(Records from an annotation dataset)
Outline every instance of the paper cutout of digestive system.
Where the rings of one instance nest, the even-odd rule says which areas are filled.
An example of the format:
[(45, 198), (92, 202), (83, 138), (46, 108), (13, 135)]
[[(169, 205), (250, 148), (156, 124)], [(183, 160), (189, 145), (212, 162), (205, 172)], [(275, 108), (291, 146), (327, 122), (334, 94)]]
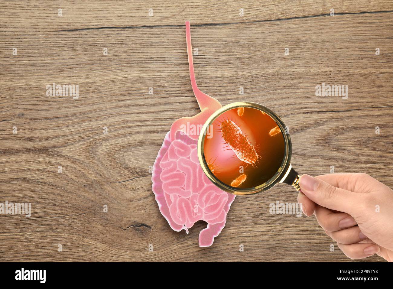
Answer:
[(199, 247), (208, 247), (225, 226), (235, 195), (213, 184), (199, 164), (196, 147), (199, 130), (189, 128), (201, 127), (222, 106), (196, 86), (188, 21), (185, 29), (191, 85), (201, 111), (172, 124), (154, 163), (152, 189), (160, 211), (175, 231), (184, 230), (188, 234), (188, 229), (197, 221), (208, 223), (199, 238)]

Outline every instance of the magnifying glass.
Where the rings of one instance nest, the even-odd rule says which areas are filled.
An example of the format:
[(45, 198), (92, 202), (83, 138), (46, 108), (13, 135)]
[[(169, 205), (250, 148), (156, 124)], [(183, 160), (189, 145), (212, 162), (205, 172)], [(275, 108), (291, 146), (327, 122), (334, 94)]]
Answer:
[(277, 183), (299, 191), (300, 177), (291, 165), (292, 145), (286, 129), (277, 114), (258, 103), (222, 107), (199, 135), (198, 157), (204, 172), (221, 190), (235, 195), (261, 193)]

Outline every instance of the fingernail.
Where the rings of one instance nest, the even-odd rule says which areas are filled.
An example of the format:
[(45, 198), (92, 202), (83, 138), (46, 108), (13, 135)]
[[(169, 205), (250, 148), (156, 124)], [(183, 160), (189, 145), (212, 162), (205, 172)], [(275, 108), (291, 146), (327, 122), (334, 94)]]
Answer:
[(309, 215), (307, 214), (307, 210), (306, 210), (306, 206), (301, 204), (300, 207), (301, 208), (301, 210), (303, 211), (303, 214), (308, 217)]
[(348, 228), (352, 227), (356, 224), (355, 219), (352, 217), (347, 217), (345, 219), (343, 219), (338, 223), (338, 226), (342, 228)]
[(360, 239), (365, 239), (367, 236), (364, 234), (363, 232), (360, 232), (359, 233), (359, 237)]
[(378, 253), (379, 252), (379, 247), (378, 246), (373, 245), (373, 246), (370, 246), (369, 247), (367, 247), (363, 250), (363, 252), (364, 253), (365, 255), (371, 255), (371, 254), (375, 254), (376, 253)]
[(300, 184), (302, 190), (313, 192), (317, 188), (318, 181), (311, 176), (303, 175), (300, 178)]

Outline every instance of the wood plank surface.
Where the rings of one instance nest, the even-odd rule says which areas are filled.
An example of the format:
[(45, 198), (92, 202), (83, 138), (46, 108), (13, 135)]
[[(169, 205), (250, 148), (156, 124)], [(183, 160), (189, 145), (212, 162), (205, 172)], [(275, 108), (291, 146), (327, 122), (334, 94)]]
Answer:
[[(393, 187), (393, 3), (2, 3), (0, 202), (31, 202), (32, 215), (0, 215), (0, 261), (349, 260), (336, 245), (330, 252), (336, 243), (315, 217), (269, 214), (270, 203), (297, 201), (283, 184), (237, 197), (213, 246), (199, 248), (206, 223), (188, 235), (170, 228), (150, 166), (171, 124), (199, 109), (190, 20), (199, 88), (223, 105), (250, 101), (276, 112), (298, 171), (332, 166)], [(348, 85), (347, 99), (316, 96), (323, 82)], [(79, 98), (47, 96), (53, 83), (78, 85)]]

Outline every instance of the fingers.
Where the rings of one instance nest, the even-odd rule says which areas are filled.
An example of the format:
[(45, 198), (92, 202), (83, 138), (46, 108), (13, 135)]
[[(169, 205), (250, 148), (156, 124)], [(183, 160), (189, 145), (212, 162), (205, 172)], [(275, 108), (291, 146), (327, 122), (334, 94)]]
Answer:
[(357, 226), (334, 232), (325, 230), (326, 234), (338, 243), (346, 245), (358, 243), (367, 239)]
[(300, 191), (298, 195), (298, 202), (301, 204), (301, 210), (305, 215), (307, 217), (312, 215), (315, 210), (315, 203), (306, 197)]
[(352, 244), (347, 245), (338, 243), (337, 245), (347, 257), (352, 259), (365, 258), (378, 252), (380, 249), (376, 245), (370, 243)]
[(356, 225), (355, 219), (346, 213), (333, 213), (318, 205), (315, 209), (315, 214), (320, 225), (329, 232), (339, 231)]
[(301, 177), (299, 183), (303, 193), (314, 202), (350, 215), (353, 215), (351, 213), (354, 209), (360, 206), (364, 195), (335, 187), (308, 175)]

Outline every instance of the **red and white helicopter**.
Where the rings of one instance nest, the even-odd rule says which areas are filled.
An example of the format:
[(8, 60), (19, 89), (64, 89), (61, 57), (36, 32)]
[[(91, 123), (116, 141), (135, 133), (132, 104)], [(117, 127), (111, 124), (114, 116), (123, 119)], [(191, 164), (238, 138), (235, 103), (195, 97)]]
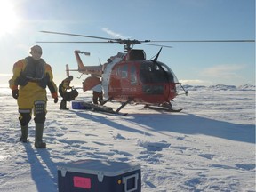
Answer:
[[(90, 55), (89, 52), (75, 51), (78, 69), (69, 69), (66, 65), (67, 75), (69, 71), (91, 75), (83, 82), (84, 92), (87, 90), (101, 91), (104, 92), (104, 105), (110, 100), (121, 102), (116, 109), (118, 113), (129, 103), (143, 104), (146, 108), (153, 109), (164, 109), (170, 112), (179, 112), (181, 109), (173, 109), (171, 101), (179, 95), (180, 87), (186, 91), (172, 69), (164, 63), (159, 61), (158, 56), (162, 47), (171, 47), (148, 44), (150, 42), (250, 42), (251, 40), (214, 40), (214, 41), (138, 41), (130, 39), (112, 39), (100, 36), (60, 33), (52, 31), (41, 31), (43, 33), (75, 36), (105, 40), (102, 42), (37, 42), (37, 43), (117, 43), (124, 46), (124, 53), (118, 52), (110, 57), (108, 62), (99, 66), (84, 66), (80, 54)], [(147, 60), (143, 50), (132, 49), (134, 44), (147, 44), (161, 46), (160, 51), (153, 60)], [(99, 89), (100, 88), (100, 89)], [(99, 106), (96, 106), (98, 108)]]

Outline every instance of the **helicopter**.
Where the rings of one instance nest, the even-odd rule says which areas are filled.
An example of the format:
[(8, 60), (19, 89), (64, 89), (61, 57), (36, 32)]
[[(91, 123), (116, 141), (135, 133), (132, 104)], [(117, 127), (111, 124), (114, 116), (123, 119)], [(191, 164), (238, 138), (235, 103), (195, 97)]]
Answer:
[[(101, 39), (104, 41), (80, 41), (80, 42), (37, 42), (37, 43), (109, 43), (124, 45), (124, 52), (118, 52), (116, 55), (109, 57), (108, 62), (99, 66), (84, 66), (80, 54), (89, 56), (90, 52), (75, 50), (75, 57), (78, 65), (78, 69), (69, 69), (66, 65), (67, 76), (69, 71), (78, 71), (82, 75), (91, 75), (83, 82), (83, 91), (92, 90), (104, 93), (104, 100), (100, 105), (116, 100), (121, 106), (115, 111), (119, 111), (127, 104), (142, 104), (146, 108), (165, 110), (168, 112), (180, 112), (182, 109), (174, 109), (171, 101), (179, 94), (181, 87), (183, 93), (188, 95), (188, 92), (184, 89), (179, 82), (173, 71), (164, 63), (158, 60), (163, 47), (172, 48), (172, 46), (159, 45), (148, 43), (159, 42), (251, 42), (252, 40), (208, 40), (208, 41), (150, 41), (150, 40), (131, 40), (131, 39), (112, 39), (100, 36), (92, 36), (84, 35), (60, 33), (53, 31), (40, 31), (42, 33), (74, 36), (88, 38)], [(135, 44), (147, 44), (161, 46), (159, 52), (154, 59), (146, 59), (144, 50), (133, 49)], [(81, 76), (82, 76), (81, 75)], [(90, 104), (90, 107), (92, 105)], [(92, 108), (99, 108), (92, 105)]]

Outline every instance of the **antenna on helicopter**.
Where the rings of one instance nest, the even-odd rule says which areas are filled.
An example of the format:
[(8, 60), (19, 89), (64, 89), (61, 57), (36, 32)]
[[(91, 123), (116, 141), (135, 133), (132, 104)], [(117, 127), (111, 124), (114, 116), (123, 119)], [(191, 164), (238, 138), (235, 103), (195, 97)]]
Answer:
[(153, 60), (154, 62), (157, 60), (158, 56), (159, 56), (159, 54), (160, 54), (160, 52), (161, 52), (161, 51), (162, 51), (162, 48), (163, 48), (163, 47), (161, 47), (161, 49), (160, 49), (159, 52), (157, 52), (156, 56), (154, 58), (154, 60)]

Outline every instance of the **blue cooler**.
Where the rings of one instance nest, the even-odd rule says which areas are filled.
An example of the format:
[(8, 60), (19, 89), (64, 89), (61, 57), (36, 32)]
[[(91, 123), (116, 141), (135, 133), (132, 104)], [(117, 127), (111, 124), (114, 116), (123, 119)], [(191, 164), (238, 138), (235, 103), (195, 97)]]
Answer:
[(140, 192), (140, 165), (81, 160), (58, 166), (59, 192)]

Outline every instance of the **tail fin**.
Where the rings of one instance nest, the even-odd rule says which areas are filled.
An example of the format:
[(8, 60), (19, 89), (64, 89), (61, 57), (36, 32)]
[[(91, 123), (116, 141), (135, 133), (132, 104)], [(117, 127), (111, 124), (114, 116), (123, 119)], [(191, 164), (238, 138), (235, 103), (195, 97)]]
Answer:
[(68, 64), (66, 64), (66, 76), (69, 76), (69, 67), (68, 67)]

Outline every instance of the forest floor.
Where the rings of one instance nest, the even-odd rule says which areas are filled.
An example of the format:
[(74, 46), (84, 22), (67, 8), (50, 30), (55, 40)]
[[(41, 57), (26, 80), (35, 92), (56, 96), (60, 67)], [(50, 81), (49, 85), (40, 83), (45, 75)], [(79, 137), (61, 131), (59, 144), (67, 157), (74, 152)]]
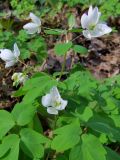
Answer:
[[(56, 28), (59, 28), (62, 24), (62, 27), (66, 28), (67, 19), (65, 18), (65, 10), (66, 7), (63, 8), (61, 13), (54, 17), (51, 24), (45, 22), (44, 25), (48, 25), (47, 27), (51, 28), (55, 28), (56, 26)], [(77, 25), (79, 26), (80, 15), (78, 9), (73, 8), (71, 12), (77, 17)], [(88, 48), (89, 54), (88, 56), (80, 56), (79, 54), (75, 55), (70, 51), (67, 54), (66, 71), (69, 72), (73, 64), (81, 64), (99, 80), (120, 73), (120, 28), (118, 28), (118, 26), (120, 26), (120, 19), (110, 18), (109, 25), (116, 27), (118, 31), (101, 38), (95, 38), (92, 41), (86, 40), (80, 33), (70, 33), (68, 35), (69, 40), (74, 39), (74, 44), (81, 44)], [(57, 36), (48, 35), (46, 39), (48, 57), (43, 70), (47, 70), (52, 74), (55, 71), (60, 71), (63, 63), (63, 58), (54, 54), (54, 44), (57, 41), (64, 41), (65, 37), (60, 36), (58, 38)], [(35, 65), (36, 62), (31, 58), (30, 60), (26, 60), (26, 63), (28, 63), (28, 65)], [(22, 71), (23, 67), (23, 65), (17, 64), (17, 66), (5, 69), (4, 62), (0, 60), (0, 108), (12, 108), (14, 104), (19, 101), (19, 99), (11, 97), (11, 93), (16, 90), (16, 88), (12, 87), (11, 76), (14, 72)]]

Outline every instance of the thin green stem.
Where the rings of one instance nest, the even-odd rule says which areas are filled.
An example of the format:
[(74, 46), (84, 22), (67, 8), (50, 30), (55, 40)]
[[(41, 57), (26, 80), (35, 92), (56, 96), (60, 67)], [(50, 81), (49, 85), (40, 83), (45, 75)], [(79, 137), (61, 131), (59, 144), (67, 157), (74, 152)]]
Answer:
[[(67, 37), (67, 34), (66, 34), (66, 43), (68, 43), (68, 37)], [(59, 79), (61, 79), (63, 73), (64, 73), (64, 70), (65, 70), (65, 64), (66, 64), (66, 57), (67, 57), (67, 53), (65, 53), (64, 55), (64, 59), (63, 59), (63, 64), (62, 64), (62, 69), (61, 69), (61, 73), (60, 73), (60, 76), (59, 76)]]
[(63, 60), (62, 69), (61, 69), (61, 72), (60, 72), (59, 80), (61, 79), (61, 77), (62, 77), (62, 75), (64, 73), (64, 70), (65, 70), (66, 56), (67, 56), (67, 53), (64, 55), (64, 60)]

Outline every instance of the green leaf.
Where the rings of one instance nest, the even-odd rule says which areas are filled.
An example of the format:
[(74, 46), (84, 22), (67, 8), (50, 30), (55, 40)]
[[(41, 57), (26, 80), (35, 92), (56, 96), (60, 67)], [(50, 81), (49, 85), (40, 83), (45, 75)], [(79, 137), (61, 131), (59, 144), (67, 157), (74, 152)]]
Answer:
[(15, 125), (12, 115), (5, 111), (0, 110), (0, 139)]
[(88, 71), (77, 71), (70, 75), (65, 81), (68, 90), (75, 91), (85, 98), (89, 98), (92, 90), (97, 87), (97, 81)]
[(73, 28), (73, 29), (69, 30), (69, 32), (74, 32), (74, 33), (80, 33), (82, 31), (83, 31), (83, 29), (81, 29), (81, 28)]
[(62, 29), (46, 29), (44, 30), (46, 34), (51, 34), (51, 35), (61, 35), (61, 34), (66, 34), (66, 30)]
[(86, 54), (88, 54), (87, 48), (85, 48), (85, 47), (83, 47), (83, 46), (81, 46), (81, 45), (74, 45), (73, 50), (74, 50), (76, 53), (80, 53), (81, 55), (86, 55)]
[(18, 103), (12, 110), (17, 125), (24, 126), (33, 120), (37, 107), (34, 104)]
[(87, 122), (87, 126), (99, 133), (105, 133), (107, 136), (120, 142), (120, 128), (117, 128), (112, 119), (104, 117), (104, 115), (93, 115)]
[(22, 129), (20, 136), (23, 152), (25, 152), (31, 158), (39, 159), (43, 157), (43, 144), (50, 143), (48, 138), (29, 128)]
[[(42, 85), (40, 85), (41, 82)], [(25, 85), (14, 95), (21, 96), (23, 94), (25, 95), (23, 98), (25, 104), (33, 103), (37, 97), (46, 94), (53, 86), (57, 86), (57, 84), (57, 80), (41, 72), (38, 76), (33, 76), (31, 79), (27, 80)]]
[(59, 56), (66, 54), (72, 47), (72, 42), (59, 43), (55, 45), (55, 53)]
[(113, 151), (112, 149), (105, 147), (107, 151), (106, 160), (120, 160), (120, 155)]
[(106, 160), (106, 150), (99, 139), (89, 134), (83, 134), (79, 145), (75, 146), (71, 152), (69, 160)]
[(81, 132), (78, 121), (56, 129), (53, 132), (56, 136), (52, 141), (51, 148), (57, 152), (62, 152), (72, 148), (79, 142)]
[(19, 156), (19, 136), (15, 134), (8, 135), (3, 139), (2, 144), (7, 151), (6, 155), (3, 155), (3, 157), (0, 158), (0, 160), (18, 160)]
[(76, 111), (75, 115), (77, 117), (79, 117), (80, 120), (82, 120), (84, 122), (87, 122), (93, 116), (93, 112), (92, 112), (92, 109), (90, 107), (85, 107), (84, 111), (82, 113), (79, 112), (79, 111), (80, 111), (80, 109), (78, 111)]

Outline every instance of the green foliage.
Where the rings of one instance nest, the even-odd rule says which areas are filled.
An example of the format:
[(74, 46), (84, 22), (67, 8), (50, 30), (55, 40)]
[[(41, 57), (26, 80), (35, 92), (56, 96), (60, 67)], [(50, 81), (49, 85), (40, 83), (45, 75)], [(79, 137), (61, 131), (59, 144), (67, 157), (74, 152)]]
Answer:
[(72, 42), (60, 43), (55, 45), (55, 53), (62, 56), (72, 47)]
[(29, 157), (34, 159), (39, 159), (43, 157), (43, 144), (49, 143), (49, 139), (28, 128), (22, 129), (20, 132), (20, 136), (21, 147)]
[[(35, 11), (44, 17), (43, 25), (46, 22), (48, 24), (50, 18), (54, 19), (56, 13), (66, 3), (69, 9), (78, 5), (83, 7), (80, 8), (81, 10), (88, 8), (90, 4), (99, 5), (104, 14), (103, 19), (120, 14), (120, 5), (117, 0), (111, 0), (109, 3), (108, 0), (10, 1), (15, 16), (26, 18), (29, 12)], [(13, 50), (13, 44), (17, 42), (21, 52), (21, 61), (24, 60), (26, 63), (32, 57), (39, 68), (47, 57), (47, 45), (43, 37), (66, 36), (66, 42), (55, 44), (56, 55), (64, 56), (64, 61), (71, 50), (74, 54), (86, 56), (87, 48), (80, 44), (73, 44), (74, 40), (67, 40), (69, 39), (68, 33), (80, 33), (82, 29), (74, 28), (76, 20), (73, 14), (68, 11), (66, 16), (68, 17), (66, 27), (68, 30), (60, 29), (61, 24), (57, 25), (56, 29), (46, 27), (44, 31), (41, 27), (41, 35), (28, 35), (21, 29), (22, 26), (16, 31), (18, 26), (13, 18), (9, 20), (2, 18), (0, 48)], [(64, 68), (65, 64), (62, 65), (61, 75), (63, 75)], [(120, 143), (119, 75), (100, 82), (80, 66), (73, 66), (73, 69), (65, 75), (64, 80), (61, 75), (57, 77), (59, 74), (56, 73), (53, 74), (57, 75), (57, 79), (54, 78), (55, 76), (49, 75), (47, 70), (46, 73), (40, 72), (41, 69), (36, 72), (36, 66), (27, 68), (25, 65), (23, 70), (28, 73), (29, 79), (12, 95), (19, 97), (19, 102), (13, 106), (11, 112), (0, 110), (1, 160), (120, 159), (120, 155), (110, 148), (113, 142)], [(67, 100), (68, 104), (64, 110), (54, 116), (47, 113), (47, 107), (43, 107), (42, 97), (47, 94), (51, 98), (50, 91), (55, 86), (58, 87), (61, 97)], [(49, 98), (46, 103), (49, 102)], [(51, 105), (54, 99), (60, 99), (58, 95), (52, 98)], [(60, 105), (62, 105), (61, 102)]]
[(30, 11), (35, 9), (35, 5), (34, 5), (35, 1), (34, 0), (31, 0), (31, 1), (10, 0), (10, 1), (11, 1), (10, 4), (11, 4), (12, 8), (14, 9), (13, 14), (16, 16), (21, 16), (22, 14), (27, 15), (27, 14), (29, 14)]
[(74, 45), (73, 50), (81, 55), (86, 55), (88, 53), (88, 50), (81, 45)]
[[(4, 119), (6, 118), (6, 120)], [(15, 125), (12, 115), (4, 110), (0, 111), (0, 139)]]
[(91, 134), (81, 136), (81, 142), (70, 153), (70, 160), (106, 160), (106, 150), (98, 138)]
[(79, 122), (56, 129), (53, 132), (56, 136), (51, 144), (52, 149), (62, 152), (72, 148), (79, 142), (81, 132)]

**Your task**
Gather every line of the listing above that contains the word "green", and copy each one.

**Full output**
Outline every instance of the thin green stem.
Outline every instance of the green leaf.
Outline every instance of the green foliage.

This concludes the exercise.